━━ Record extracts ━━
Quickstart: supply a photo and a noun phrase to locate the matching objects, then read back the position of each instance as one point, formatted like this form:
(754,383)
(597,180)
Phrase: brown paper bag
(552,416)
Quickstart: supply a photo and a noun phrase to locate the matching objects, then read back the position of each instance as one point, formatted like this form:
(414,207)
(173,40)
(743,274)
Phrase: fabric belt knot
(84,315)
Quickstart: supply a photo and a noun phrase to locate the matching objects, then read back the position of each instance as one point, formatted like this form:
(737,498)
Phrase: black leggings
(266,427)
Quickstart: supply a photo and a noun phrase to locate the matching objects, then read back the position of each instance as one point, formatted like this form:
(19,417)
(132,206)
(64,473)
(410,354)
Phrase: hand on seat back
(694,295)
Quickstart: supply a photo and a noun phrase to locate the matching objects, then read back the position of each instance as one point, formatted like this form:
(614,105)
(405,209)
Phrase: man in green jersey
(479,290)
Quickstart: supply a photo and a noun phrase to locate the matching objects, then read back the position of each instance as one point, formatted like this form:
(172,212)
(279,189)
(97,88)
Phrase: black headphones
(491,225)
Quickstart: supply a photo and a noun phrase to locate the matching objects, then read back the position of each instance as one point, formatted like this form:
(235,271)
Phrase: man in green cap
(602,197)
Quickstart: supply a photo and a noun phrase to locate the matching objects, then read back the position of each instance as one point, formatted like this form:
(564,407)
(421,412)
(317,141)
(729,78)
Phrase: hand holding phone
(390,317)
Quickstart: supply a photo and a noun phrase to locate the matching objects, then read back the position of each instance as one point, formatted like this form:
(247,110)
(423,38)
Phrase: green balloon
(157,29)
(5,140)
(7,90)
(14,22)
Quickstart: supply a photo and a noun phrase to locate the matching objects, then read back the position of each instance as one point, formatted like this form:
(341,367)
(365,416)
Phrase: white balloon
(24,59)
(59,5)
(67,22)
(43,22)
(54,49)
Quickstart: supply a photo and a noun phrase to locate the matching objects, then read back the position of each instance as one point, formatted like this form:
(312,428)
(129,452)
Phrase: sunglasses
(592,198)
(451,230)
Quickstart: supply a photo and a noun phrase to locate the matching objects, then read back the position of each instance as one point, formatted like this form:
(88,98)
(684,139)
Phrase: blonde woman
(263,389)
━━━
● **Your assignment**
Type out each entry above again, exactly.

● **Solution to the problem**
Quickstart: supply a photo and a noun phrase to locate the matching objects, then read back the position of each instance as one point, formatted like this form:
(754,383)
(597,180)
Phrase: brown paper bag
(552,416)
Quickstart: supply a photo and a noun phrase to locate the matching objects, then read back the position of each instance as one point, formatted like this form:
(414,207)
(173,40)
(743,274)
Phrase: fabric belt knot
(84,315)
Quickstart: supply a photo and a noun phrase to locate the matching objects, then read back the position of each instance as one point, formatted like this form:
(737,498)
Phrase: black leggings
(266,427)
Quickstart: supply a photo and a noun phrase to locate the matching objects, then read back the position of each instance as one point, formatted like this form:
(19,417)
(132,206)
(64,473)
(410,354)
Phrase: hand on seat back
(694,295)
Quickstart: supply a photo and a noun phrase to locate the matching objects, then read back the position of each instance as one point, formatted like this form:
(614,105)
(405,209)
Phrase: man in green jersey
(479,290)
Quickstart: supply a photo and a noun phrase to locate the matching objects, then read back the position of each instance as one point, formatted like this form:
(172,212)
(279,189)
(97,88)
Phrase: black headphones
(491,225)
Quickstart: supply a photo and a noun phrase to locate the matching objects, then read back the position of each instance as one point, formatted like this form:
(235,271)
Phrase: man in green cap
(602,197)
Quickstart: supply a photo and a noun phrase to locate the matching objects, then read back the position of each instance as one point, formatted like this form:
(564,407)
(421,412)
(317,141)
(729,78)
Phrase: hand holding phone
(390,317)
Quickstart: supply a photo and a noun phrase to locate the matching objects, then read back the position of each instance as one point, formatted like this form:
(247,110)
(423,38)
Phrase: green balloon
(157,29)
(5,140)
(7,90)
(14,22)
Quickstart: supply a photo and a noun phrase to locate the matching objects, then read back the position of each instance as one point, formatted like this form:
(341,367)
(365,416)
Phrase: white balloon
(24,59)
(59,5)
(67,22)
(43,22)
(54,49)
Quickstart: supply a photo and a noun phrase to locate the matching objects, then read back the position of each instance as one point, formatted like this form:
(312,428)
(129,452)
Phrase: sunglasses
(592,198)
(451,230)
Quickstart: supply a photo and a noun phrase to locate the matching objects, then read back the position of each instance as one point, formatted like this form:
(88,98)
(684,139)
Phrase: blonde woman
(263,389)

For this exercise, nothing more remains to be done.